Segment Open

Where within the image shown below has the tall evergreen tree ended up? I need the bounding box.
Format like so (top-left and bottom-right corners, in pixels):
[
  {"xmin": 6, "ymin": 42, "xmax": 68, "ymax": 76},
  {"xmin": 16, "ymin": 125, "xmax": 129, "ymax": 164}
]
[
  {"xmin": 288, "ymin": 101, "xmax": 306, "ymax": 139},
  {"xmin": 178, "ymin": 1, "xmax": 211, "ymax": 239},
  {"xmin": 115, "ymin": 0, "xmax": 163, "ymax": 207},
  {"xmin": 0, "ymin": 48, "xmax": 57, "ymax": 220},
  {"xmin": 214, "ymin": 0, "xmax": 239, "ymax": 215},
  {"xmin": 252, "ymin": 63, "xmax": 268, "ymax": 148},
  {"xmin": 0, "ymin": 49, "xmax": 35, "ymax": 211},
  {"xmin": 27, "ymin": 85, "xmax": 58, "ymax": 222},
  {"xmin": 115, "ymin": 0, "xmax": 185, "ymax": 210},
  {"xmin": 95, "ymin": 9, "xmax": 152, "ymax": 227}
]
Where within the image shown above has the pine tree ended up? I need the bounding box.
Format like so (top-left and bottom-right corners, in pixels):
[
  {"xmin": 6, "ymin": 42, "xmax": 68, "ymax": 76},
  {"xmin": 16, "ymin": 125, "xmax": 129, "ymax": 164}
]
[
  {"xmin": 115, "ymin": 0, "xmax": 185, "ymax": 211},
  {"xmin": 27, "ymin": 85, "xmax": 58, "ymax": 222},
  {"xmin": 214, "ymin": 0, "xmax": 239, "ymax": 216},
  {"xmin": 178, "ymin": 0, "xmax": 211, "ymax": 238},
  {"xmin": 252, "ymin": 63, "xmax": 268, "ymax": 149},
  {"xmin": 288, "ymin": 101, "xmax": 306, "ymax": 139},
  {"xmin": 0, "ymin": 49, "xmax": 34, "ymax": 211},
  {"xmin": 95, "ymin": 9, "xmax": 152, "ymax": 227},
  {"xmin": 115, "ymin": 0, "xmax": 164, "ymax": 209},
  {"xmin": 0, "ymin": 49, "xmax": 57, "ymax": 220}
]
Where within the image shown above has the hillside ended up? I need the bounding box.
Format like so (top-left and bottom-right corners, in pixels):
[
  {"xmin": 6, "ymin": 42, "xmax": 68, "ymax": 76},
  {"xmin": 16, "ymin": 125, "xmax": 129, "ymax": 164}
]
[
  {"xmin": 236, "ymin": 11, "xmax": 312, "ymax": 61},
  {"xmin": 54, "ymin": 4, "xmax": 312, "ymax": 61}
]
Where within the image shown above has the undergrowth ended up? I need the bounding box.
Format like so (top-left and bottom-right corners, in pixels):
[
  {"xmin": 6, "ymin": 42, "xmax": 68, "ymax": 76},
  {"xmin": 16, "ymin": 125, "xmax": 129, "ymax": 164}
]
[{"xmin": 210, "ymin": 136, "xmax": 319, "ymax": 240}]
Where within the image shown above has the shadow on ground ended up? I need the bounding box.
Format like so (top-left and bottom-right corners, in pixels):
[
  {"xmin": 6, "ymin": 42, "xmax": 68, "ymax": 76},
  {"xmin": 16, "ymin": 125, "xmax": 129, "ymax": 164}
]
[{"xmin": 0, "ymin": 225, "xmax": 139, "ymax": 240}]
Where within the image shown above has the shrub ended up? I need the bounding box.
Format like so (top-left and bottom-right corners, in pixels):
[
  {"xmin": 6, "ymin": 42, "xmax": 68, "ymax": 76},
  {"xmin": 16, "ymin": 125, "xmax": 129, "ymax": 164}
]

Segment Closed

Exercise requirements | Within the entries, find all lines holding "tree" and copy each one.

Written solution |
Where within the image shown below has the tall evergreen tree ended up? I need the bounding box.
Where within the image shown above has the pine tree ended up? I need the bounding box.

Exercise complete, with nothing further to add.